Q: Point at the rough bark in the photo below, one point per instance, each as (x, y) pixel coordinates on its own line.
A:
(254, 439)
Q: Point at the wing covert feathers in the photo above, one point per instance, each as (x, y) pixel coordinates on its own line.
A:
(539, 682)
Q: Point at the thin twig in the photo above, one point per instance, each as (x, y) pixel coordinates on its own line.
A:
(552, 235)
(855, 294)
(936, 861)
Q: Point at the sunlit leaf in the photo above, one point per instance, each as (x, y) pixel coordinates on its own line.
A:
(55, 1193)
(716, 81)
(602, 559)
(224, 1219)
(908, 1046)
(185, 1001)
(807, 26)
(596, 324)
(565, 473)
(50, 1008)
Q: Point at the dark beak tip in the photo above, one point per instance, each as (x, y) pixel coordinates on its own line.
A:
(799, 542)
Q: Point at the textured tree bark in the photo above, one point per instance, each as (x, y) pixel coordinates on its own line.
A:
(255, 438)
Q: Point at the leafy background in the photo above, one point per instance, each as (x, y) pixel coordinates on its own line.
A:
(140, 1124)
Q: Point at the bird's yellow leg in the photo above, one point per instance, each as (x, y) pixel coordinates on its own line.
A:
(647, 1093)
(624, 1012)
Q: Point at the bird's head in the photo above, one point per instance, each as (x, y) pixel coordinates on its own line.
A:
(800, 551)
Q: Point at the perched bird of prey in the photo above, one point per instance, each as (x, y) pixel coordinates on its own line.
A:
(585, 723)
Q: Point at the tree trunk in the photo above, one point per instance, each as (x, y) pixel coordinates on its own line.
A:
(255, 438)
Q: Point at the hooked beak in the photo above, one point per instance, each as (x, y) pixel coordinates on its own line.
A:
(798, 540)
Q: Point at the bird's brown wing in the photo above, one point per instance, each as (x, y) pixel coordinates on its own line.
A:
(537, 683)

※

» **Task description**: Set out every line of the rows above as a Markdown table with two columns, No. and Line. Number the lines in order and leave out any blank ones.

» **Completed task**:
| No. | Line |
|---|---|
| 1 | Q: Point at the rough bark in the photo below, one point per instance, each as (x, y) pixel coordinates on its own line. |
| 2 | A: |
| 3 | (254, 439) |
| 4 | Q: Point at the wing covert feathers in the photo above, one point per instance, each as (x, y) pixel coordinates on its own line. |
| 5 | A: |
| 6 | (539, 682) |
| 7 | Q: Point at the thin twig in the photo above, one point per instance, each as (x, y) pixel coordinates on its own line. |
| 8 | A: |
| 9 | (552, 235) |
| 10 | (855, 294) |
| 11 | (936, 861) |
| 12 | Q: Point at the sunlit leaf in the photo above, one point per instance, each as (x, y) pixel coordinates on its own line. |
| 13 | A: |
| 14 | (55, 1193) |
| 15 | (716, 81) |
| 16 | (602, 559) |
| 17 | (224, 1219) |
| 18 | (908, 1046) |
| 19 | (185, 1001) |
| 20 | (807, 26) |
| 21 | (596, 324) |
| 22 | (565, 473) |
| 23 | (50, 1008) |
| 24 | Q: Point at the dark beak tip in the photo above, one point per instance, each as (x, y) pixel coordinates on its own line. |
| 25 | A: |
| 26 | (799, 542) |
| 27 | Q: Point at the textured tree bark in the photo above, one point per instance, each as (x, y) pixel coordinates on its own line. |
| 28 | A: |
| 29 | (255, 438) |
| 30 | Q: Point at the leafy background in the photo above, one point per instance, each as (x, y) pixel coordinates on its own line. |
| 31 | A: |
| 32 | (140, 1124) |
| 33 | Q: Point at the bird's yellow leg in the photo above, one point per instance, each as (x, y) pixel coordinates on its own line. |
| 34 | A: |
| 35 | (647, 1093) |
| 36 | (624, 1012) |
| 37 | Q: Point at the bird's head in the photo above, one point per instance, each as (x, y) pixel coordinates on its own line. |
| 38 | A: |
| 39 | (800, 551) |
| 40 | Q: Point at the perched bird of prey in the photo above, one point per instance, each as (x, y) pixel coordinates on its own line. |
| 41 | A: |
| 42 | (585, 723) |
| 43 | Q: Point at the tree trunk in the photo above, one point per instance, each as (x, y) pixel coordinates on its own line. |
| 44 | A: |
| 45 | (255, 438) |
| 46 | Q: Point at the hooked beak in the photo above, one point per instance, each as (x, y) pixel coordinates on its own line. |
| 47 | A: |
| 48 | (798, 540) |
| 49 | Q: Point at the bird's brown wing in the photo above, one point per instance, each as (x, y) pixel coordinates on its own line. |
| 50 | A: |
| 51 | (537, 683) |